Según el texto sobre la gracia inicial del apostolado FIAT, ¿en qué fecha invocó León XIII al Espíritu Santo cantando el Veni Creator Spiritus en nombre de toda la Iglesia?

> **Texto de referencia**:
***
La gracia inicial del apostolado FIAT



“El Corazón de Jesús, fuente de la efusión del Espíritu Santo,
corazón de nuestra vida de testimonio”.
La gracia inicial del apostolado FIAT

Padre Frederic Testaert, Abad de la Abadía de Postel

El profeta Joel anunciaba para los últimos tiempos la efusión del Espíritu sobre todos los seres humanos, “sobre todo ser de carne” (3,1). Al parecer ha tenido lugar un comienzo de realización de esta profecía en el siglo XX, a través del nuevo Pentecostés. En efecto, el siglo XX ha estado marcado por una efusión absolutamente especial del Espíritu Santo. Entre 1895 y 1903, sor Elena Guerra, fundadora de las Oblatas del Espíritu Santo en la ciudad de Lucca (Toscana), se sintió impulsada a escribir al papa León XIII para apremiarle a renovar la Iglesia con un redescubrimiento del Espíritu Santo. Su intuición consistía en que, en este difícil período de la Iglesia, esta debía volver al Cenáculo para pedir un nuevo Pentecostés. El Papa oyó esta llamada. Y respondió a ella publicando la carta apostólica Provida Matris caritate en la que pedía a toda la Iglesia realizar una novena solemne al Espíritu Santo entre las fiestas de la Ascensión y Pentecostés. En 1897 publicó una encíclica totalmente consagrada al Espíritu Santo, Divinum illud munus, a fin que se honrara a este en todo el mundo. Por último, siguiendo los consejos de sor Elena, invocó al Espíritu Santo el 1 de enero de 1901, primer año del siglo XX, cantando el Veni Creator Spiritus en nombre de toda la Iglesia.

La oración del Papa al Espíritu Santo iba a tener un resultado inesperado: ese mismo día, 1 de enero de 1901, en Topeka (Estados Unidos), Agnes Ozman, una fiel protestante miembro de una escuela bíblica le pedía al pastor Charles Panham, que dirigía esta escuela, que le impusiera las manos y orara a fin de le hiciera recibir el “bautismo en el Espíritu Santo”. Agnes se puso a hablar en lenguas y durante los días siguientes, varios de sus camaradas y el mismo pastor Parham vivieron la misma experiencia. Agnes recurrirá espontáneamente al simbolismo de san Juan para describir su experiencia espiritual: “Fue como si desde lo más profundo de mi ser manaran ríos de agua viva” (Cf. René LAURENTIN, Pentecôtisme chez les catholiques, 1974, p. 21-26 (traducción española: Pentecontalismo católico, PPC, Madrid 1976).

 

Estos acontecimientos están considerados como el nacimiento del movimiento pentecostalista y, de un modo más amplio, del movimiento “pentecostal“, que, a lo largo del siglo XX, se va a extender a las Iglesias protestantes (episcopaliana, prebiteriana, luterana) y a la misma Iglesia católica.

Cuando en 1961 san Juan XXIII abra el concilio Vaticano II, pronunciará esta asombrosa oración:

“Renueva en nuestro tiempo
los prodigios como de UN NUEVO PENTECOSTÉS,
y concede que la Iglesia santa,
reunida en unánime y más intensa oración
en torno a María, Madre de Jesús,
y guiada por Pedro,
propague el reino del Salvador divino,
que es reino de verdad, de justicia, de amor y de paz. Así sea”
***
> **Extracto de datos**:
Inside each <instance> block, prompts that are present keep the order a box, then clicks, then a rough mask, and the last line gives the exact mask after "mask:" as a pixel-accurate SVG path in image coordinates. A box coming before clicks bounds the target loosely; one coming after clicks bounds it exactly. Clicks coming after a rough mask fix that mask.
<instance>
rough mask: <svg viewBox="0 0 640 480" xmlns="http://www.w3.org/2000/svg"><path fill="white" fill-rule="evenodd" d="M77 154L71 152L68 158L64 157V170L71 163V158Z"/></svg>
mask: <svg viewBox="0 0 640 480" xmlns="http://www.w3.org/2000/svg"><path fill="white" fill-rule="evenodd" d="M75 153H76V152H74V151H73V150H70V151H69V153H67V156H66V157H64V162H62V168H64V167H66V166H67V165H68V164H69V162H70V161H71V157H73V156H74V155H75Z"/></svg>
***
> **Espacio de respuesta**: El 1 de enero de 1901.